Task to carry out: Would you copy all lines in the data that contain the word "image"?

Source data:

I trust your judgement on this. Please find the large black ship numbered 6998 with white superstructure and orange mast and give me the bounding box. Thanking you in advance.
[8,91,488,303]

---

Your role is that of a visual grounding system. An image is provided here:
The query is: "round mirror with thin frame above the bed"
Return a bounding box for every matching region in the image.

Task result:
Your role is that of a visual grounding system. An image is provided here:
Return a bounding box for every matching region in the image.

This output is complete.